Extracted text.

In the above picture, this hotshoe adaptor not only has a sync terminal, it also has an optical slave. This device cost about $20. The optical slave is also useful, and it is the cheap alternative to the Nikon SU-4 device (which cost about $180). When the optical slave optically detects that a flash has been fired, it would then trigger the flash mounted on the adaptor. With this device, you can also trigger your flash wirelessly, but what you need is line of sight between the flash that is being fired and the optical slave. In bright outdoors environment, the optical slave may not work very well.

Flashes for strobbing

Ever since David Hobby started the strobist, there has been a rise in the number of people who use off-camera flash strobes, and with that came the demand for old flashes to be used as strobes. You could, of course, spend 2 to 5 times more just to get the latest speedlight, but because a lot of strobbing depends on manual flash settings, an old flash would do just as well. With David Hobby telling the strobist world to "Steal This Flash - The Nikon SB-24", these older models of Nikon flashes have increased in their price on the 2nd hand market.

A brand Nikon SB-600 cost about $350 and a new SB-900 about $680. The SB-800s have been discontinued, but if you can find them at a good price, it is worth getting. Nikon flashes have been known for their consistent output, reliability and durability. Hence, many old Nikon flashes have come back to life as off-camera strobes. These old Nikon flashes go for around $150 each.

The one thing I look for in the flash for strobbing is that it should have a sync terminal. The reason being that the connection from the Pocket Wizard Plus II to the flash is through this sync terminal. Unfortunately, the SB-600 does not have a sync terminal, and a hotshoe adaptor with a sync terminal has to be used, and the SB-600 to be mounted on the hotshoe adaptor. Not all flashes have this sync terminal, but if you can find any of the following at a good price, it is worth grabbing them.


Nikon SB-24 (1988)
Nikon SB-25 (1992)
Nikon SB-26 (1994)
Nikon SB-28 (1997)
Nikon SB-28DX (1999)
Nikon SB-80DX (2002)
Nikon SB-800 (2003)
Nikon SB-900 (2008)

Friday, February 20, 2009

Street shooting and HDR

Went and did some street shooting with Yapster today (no strobbing stuff in this post) after taking a trip to Nikon Service Center to clean Yapster's D700 sensor. It is interesting to see Yapster do street shooting, and he has an eye to look out for people and things around and capture that moment. A few times I missed a photo opportunity, but he got it!

We also took a trip to Funan and the Peninsular area City Hall MRT, where many camera shops are located. Went to John 3:16 Photo Supplies to inform Samuel that some of my friends would be coming later as Carissa would like to get a D300 for her birthday... Happy birthday Carissa!

Stored records.
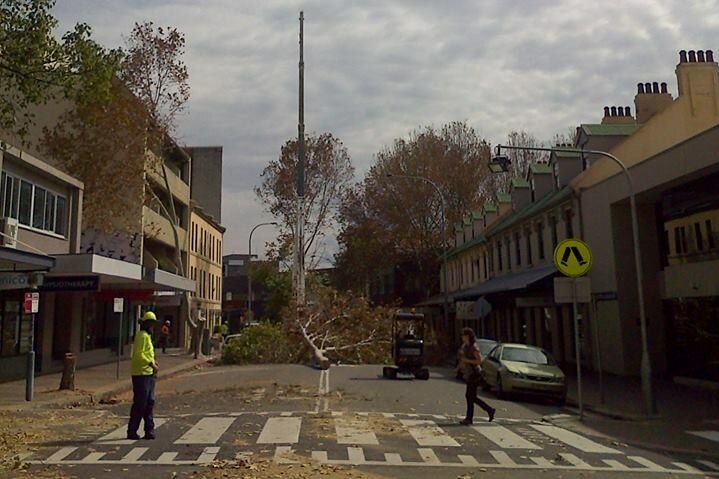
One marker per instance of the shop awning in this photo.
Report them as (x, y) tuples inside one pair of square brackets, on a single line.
[(17, 260), (109, 270), (508, 282), (165, 281)]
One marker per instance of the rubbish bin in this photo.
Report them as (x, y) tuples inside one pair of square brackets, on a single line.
[(68, 372), (206, 346)]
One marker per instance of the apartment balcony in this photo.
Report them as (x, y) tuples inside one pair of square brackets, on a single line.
[(180, 189), (159, 228)]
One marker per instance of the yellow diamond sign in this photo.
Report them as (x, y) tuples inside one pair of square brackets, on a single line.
[(573, 257)]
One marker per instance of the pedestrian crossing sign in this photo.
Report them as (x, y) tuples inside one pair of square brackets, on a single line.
[(573, 258)]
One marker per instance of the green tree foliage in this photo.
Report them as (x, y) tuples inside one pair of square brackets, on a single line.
[(35, 67)]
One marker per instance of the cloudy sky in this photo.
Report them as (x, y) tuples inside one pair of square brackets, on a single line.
[(377, 69)]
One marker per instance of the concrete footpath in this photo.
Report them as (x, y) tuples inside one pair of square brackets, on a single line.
[(92, 384), (687, 419)]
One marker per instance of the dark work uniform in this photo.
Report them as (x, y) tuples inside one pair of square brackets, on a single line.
[(470, 373)]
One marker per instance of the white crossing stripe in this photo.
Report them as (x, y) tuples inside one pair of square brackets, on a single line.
[(575, 440), (208, 454), (427, 433), (711, 435), (428, 456), (686, 467), (709, 464), (61, 454), (167, 457), (542, 461), (573, 460), (354, 431), (652, 466), (502, 458), (93, 457), (613, 463), (119, 435), (207, 430), (281, 430), (504, 438), (468, 460), (356, 455), (134, 454)]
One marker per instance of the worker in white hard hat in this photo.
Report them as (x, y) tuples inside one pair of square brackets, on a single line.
[(144, 370)]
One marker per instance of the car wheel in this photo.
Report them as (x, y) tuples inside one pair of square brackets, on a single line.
[(500, 389)]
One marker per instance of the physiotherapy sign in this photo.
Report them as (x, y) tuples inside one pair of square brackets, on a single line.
[(573, 258)]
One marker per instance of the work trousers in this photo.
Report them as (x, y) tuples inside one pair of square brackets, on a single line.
[(472, 399), (143, 401)]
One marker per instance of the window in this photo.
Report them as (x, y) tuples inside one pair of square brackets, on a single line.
[(680, 240), (698, 236), (528, 239), (25, 212), (38, 208), (568, 224), (710, 234), (33, 205), (499, 255)]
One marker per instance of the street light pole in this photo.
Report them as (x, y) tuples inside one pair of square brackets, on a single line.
[(249, 261), (444, 246), (646, 367)]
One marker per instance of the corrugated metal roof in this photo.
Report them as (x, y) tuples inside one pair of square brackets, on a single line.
[(609, 130), (541, 168)]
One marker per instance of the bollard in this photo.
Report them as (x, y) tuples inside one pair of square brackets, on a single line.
[(68, 372)]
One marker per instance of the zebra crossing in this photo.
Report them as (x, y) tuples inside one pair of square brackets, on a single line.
[(371, 438)]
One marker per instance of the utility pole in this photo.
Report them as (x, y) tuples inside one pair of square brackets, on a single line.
[(299, 229)]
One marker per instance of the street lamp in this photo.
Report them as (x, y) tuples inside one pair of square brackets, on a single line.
[(444, 245), (646, 367), (249, 260)]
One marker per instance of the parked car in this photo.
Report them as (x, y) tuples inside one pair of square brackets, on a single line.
[(484, 345), (519, 368)]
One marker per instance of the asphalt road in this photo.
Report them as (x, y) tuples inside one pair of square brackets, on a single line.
[(392, 428)]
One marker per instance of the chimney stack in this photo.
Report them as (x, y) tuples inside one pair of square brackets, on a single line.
[(651, 98), (617, 115), (698, 78)]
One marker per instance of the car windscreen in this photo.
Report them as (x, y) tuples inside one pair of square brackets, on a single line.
[(485, 347), (525, 355)]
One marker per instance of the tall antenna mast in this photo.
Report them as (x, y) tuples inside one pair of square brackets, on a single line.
[(299, 237)]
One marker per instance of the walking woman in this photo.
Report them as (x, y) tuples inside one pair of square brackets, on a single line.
[(469, 362)]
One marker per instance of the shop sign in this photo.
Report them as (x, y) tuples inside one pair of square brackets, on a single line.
[(14, 281), (70, 283), (31, 305)]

Task 1. In the flash text, copy everything from "The one thing" down to "Nikon SB-28 (1997)", and switch "sync terminal" to "PC sync port" wherever it appears.
Task 2.
Answer these questions from the flash text.
(a) About how much did the hotshoe adaptor with the optical slave cost?
(b) About how much did a new SB-900 cost?
(c) In what year is the Nikon SB-26 listed?
Task 3.
Decide whether each statement agrees with the flash text. Answer yes or no, and quote the words of the text that decide it.
(a) The SB-600 has a sync terminal.
(b) The SB-800s have been discontinued.
(c) The optical slave works very well in bright outdoor settings.
The lines have no connection to the flash text.

Complete answer 1.
The one thing I look for in the flash for strobbing is that it should have a PC sync port. The reason being that the connection from the Pocket Wizard Plus II to the flash is through this PC sync port. Unfortunately, the SB-600 does not have a PC sync port, and a hotshoe adaptor with a PC sync port has to be used, and the SB-600 to be mounted on the hotshoe adaptor. Not all flashes have this PC sync port, but if you can find any of the following at a good price, it is worth grabbing them.


Nikon SB-24 (1988)
Nikon SB-25 (1992)
Nikon SB-26 (1994)
Nikon SB-28 (1997)

Complete answer 2.
(a) About $20.
(b) About $680.
(c) 1994.

Complete answer 3.
(a) No: "Unfortunately, the SB-600 does not have a sync terminal"
(b) Yes: "The SB-800s have been discontinued"
(c) No: "In bright outdoors environment, the optical slave may not work very well."